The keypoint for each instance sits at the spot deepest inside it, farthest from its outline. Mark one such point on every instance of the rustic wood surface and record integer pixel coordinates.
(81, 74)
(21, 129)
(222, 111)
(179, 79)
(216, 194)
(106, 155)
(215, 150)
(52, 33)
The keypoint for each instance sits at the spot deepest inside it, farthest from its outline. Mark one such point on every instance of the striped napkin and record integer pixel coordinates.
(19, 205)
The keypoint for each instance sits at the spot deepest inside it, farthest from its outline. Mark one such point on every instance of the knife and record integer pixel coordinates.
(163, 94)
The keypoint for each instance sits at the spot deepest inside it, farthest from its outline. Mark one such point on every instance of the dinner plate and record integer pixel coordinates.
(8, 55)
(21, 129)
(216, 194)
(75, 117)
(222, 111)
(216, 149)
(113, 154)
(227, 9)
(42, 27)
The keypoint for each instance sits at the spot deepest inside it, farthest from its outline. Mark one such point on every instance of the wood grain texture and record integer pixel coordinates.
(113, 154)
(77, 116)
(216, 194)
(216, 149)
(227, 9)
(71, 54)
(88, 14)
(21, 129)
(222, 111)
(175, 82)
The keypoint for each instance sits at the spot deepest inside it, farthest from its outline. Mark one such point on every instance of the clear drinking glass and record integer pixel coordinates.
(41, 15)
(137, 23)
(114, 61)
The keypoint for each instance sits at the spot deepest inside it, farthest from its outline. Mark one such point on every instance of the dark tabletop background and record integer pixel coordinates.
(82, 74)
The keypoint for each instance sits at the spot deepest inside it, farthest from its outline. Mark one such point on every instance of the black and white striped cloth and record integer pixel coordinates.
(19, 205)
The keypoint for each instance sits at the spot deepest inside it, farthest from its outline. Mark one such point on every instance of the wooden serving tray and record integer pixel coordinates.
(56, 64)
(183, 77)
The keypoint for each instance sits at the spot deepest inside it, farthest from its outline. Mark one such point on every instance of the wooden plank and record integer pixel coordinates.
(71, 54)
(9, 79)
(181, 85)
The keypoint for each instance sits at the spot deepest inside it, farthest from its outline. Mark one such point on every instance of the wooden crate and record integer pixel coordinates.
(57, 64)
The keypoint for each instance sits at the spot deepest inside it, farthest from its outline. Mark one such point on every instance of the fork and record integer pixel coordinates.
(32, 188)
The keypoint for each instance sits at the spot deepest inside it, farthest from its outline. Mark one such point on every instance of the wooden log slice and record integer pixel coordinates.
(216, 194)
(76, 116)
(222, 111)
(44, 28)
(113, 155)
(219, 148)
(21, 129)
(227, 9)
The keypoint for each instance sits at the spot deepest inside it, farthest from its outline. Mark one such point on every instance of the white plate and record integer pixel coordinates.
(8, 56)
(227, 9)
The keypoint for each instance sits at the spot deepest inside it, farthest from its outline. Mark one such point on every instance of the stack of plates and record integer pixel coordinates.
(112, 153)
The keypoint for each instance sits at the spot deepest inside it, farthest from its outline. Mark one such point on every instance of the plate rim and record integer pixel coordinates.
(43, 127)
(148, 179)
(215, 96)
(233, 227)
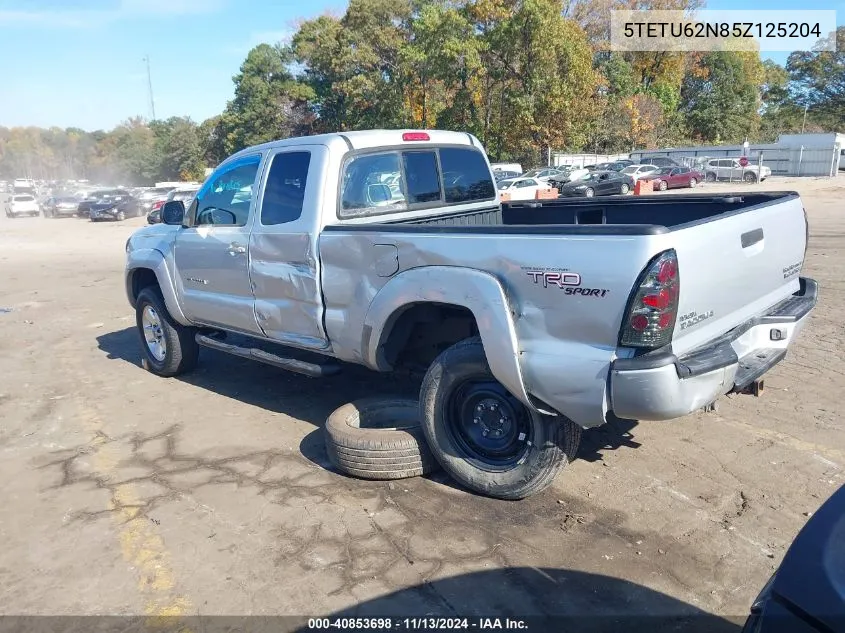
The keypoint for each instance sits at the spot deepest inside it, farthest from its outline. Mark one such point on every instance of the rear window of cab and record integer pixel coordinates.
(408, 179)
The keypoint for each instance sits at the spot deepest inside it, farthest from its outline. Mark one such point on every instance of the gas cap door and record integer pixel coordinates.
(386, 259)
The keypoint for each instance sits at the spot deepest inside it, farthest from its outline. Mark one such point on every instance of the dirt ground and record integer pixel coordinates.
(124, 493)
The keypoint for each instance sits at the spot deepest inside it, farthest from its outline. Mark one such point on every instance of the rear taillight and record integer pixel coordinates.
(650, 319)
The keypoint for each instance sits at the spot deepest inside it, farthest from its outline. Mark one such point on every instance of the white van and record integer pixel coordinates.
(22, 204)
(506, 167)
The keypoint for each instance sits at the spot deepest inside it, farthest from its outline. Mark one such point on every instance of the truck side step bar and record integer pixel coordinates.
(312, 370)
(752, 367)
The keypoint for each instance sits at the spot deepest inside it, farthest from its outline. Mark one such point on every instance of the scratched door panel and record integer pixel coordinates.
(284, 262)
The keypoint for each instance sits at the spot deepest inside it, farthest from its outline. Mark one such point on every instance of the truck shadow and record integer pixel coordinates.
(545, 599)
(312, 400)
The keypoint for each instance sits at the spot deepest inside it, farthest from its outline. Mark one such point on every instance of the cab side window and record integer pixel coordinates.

* * *

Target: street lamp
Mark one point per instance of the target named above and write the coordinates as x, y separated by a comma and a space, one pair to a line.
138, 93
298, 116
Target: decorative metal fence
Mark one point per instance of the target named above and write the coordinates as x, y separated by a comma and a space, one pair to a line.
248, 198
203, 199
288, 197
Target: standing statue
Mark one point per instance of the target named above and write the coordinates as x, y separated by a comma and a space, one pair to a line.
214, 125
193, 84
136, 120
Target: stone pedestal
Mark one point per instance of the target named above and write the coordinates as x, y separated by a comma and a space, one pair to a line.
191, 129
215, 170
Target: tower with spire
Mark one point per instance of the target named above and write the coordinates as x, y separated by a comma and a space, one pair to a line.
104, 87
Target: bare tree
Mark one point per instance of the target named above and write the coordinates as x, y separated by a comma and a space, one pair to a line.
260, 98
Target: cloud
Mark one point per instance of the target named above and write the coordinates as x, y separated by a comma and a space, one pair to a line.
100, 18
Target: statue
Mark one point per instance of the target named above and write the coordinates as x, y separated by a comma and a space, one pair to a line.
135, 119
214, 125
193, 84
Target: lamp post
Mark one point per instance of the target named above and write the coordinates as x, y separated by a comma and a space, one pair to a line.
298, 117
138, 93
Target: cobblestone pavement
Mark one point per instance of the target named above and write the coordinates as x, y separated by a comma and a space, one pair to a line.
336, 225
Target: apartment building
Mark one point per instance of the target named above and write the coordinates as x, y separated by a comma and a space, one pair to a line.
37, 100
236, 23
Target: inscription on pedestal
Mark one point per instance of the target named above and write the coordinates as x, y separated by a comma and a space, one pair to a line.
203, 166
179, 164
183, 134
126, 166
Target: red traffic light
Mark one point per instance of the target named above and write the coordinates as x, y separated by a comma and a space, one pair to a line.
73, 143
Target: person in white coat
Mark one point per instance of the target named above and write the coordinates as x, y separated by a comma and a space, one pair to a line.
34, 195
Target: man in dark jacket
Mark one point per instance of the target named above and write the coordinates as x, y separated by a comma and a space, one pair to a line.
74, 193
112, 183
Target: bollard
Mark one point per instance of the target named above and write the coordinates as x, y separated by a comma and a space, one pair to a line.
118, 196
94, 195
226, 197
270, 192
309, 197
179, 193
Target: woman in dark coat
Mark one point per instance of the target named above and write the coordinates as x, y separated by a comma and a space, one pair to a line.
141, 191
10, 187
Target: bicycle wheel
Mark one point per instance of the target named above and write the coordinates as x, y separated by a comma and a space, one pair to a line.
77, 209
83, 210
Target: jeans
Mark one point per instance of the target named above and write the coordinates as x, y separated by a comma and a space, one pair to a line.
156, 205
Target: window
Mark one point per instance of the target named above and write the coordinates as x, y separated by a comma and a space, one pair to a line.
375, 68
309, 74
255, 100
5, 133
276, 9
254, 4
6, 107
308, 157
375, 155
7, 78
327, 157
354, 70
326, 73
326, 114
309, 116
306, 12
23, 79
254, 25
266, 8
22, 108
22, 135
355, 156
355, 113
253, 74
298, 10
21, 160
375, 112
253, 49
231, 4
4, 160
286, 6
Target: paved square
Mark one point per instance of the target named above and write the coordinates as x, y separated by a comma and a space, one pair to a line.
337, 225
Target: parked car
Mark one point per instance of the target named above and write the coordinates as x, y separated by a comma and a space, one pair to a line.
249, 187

...

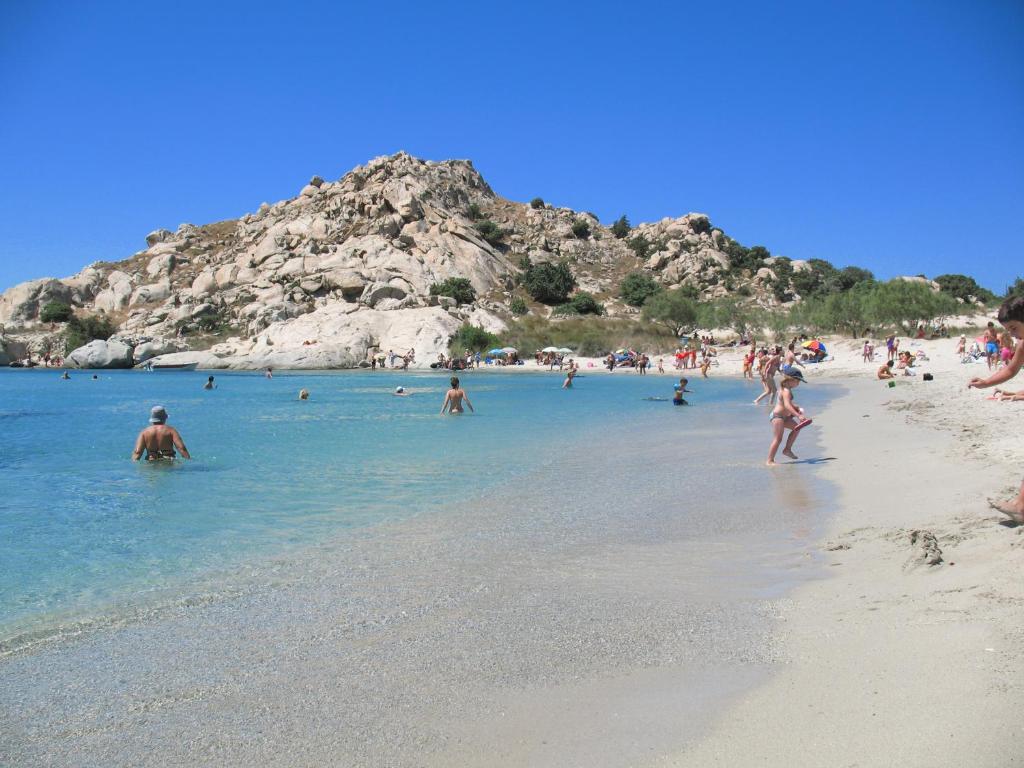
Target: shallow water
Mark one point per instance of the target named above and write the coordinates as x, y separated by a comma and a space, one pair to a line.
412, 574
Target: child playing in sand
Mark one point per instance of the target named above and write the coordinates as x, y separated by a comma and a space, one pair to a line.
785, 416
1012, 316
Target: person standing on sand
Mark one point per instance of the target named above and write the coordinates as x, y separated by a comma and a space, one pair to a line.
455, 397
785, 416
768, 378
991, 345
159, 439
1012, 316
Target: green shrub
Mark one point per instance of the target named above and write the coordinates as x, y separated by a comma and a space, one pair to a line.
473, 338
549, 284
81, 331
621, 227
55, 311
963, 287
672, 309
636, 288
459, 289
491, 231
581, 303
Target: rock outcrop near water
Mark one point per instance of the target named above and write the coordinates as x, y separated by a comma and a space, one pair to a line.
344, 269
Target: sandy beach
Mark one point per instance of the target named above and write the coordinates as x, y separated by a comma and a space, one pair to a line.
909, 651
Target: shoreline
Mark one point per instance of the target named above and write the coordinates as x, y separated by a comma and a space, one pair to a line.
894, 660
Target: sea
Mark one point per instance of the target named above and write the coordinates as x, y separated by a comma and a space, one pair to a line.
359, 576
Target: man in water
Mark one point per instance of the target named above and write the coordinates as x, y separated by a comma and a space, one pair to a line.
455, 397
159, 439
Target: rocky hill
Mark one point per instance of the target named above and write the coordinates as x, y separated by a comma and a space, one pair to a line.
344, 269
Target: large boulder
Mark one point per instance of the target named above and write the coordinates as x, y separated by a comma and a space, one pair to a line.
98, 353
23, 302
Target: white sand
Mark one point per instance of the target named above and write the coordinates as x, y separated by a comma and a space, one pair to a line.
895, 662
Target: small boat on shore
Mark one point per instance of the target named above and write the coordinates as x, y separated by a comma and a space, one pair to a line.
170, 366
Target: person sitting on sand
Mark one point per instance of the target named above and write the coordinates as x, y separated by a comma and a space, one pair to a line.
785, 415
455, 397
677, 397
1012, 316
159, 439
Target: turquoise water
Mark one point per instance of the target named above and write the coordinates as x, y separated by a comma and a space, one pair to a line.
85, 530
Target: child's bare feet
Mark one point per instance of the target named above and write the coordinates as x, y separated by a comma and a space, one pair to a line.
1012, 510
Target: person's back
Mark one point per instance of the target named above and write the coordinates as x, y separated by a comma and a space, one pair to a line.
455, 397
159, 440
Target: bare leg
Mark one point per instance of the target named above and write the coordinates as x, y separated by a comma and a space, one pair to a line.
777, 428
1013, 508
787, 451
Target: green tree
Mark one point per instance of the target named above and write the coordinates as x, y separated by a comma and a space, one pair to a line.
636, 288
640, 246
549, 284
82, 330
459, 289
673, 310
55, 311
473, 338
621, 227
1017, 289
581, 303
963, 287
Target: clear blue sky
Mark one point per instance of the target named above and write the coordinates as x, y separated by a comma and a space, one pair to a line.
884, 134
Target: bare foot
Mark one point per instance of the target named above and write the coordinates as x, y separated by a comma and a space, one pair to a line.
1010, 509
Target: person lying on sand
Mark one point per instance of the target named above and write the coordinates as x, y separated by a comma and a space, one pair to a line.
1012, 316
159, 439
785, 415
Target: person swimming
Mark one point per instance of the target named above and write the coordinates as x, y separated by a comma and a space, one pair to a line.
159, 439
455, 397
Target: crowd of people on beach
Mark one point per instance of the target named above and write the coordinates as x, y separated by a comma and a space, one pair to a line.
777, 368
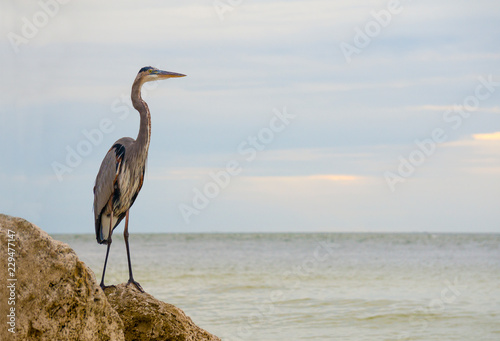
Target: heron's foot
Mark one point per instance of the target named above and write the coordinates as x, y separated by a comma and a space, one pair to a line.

§ EXERCISE REQUIREMENTS:
Looking at the entries above, how many lines contain "bare"? State the number and nothing more.

§ RESULT OF THIS TASK:
4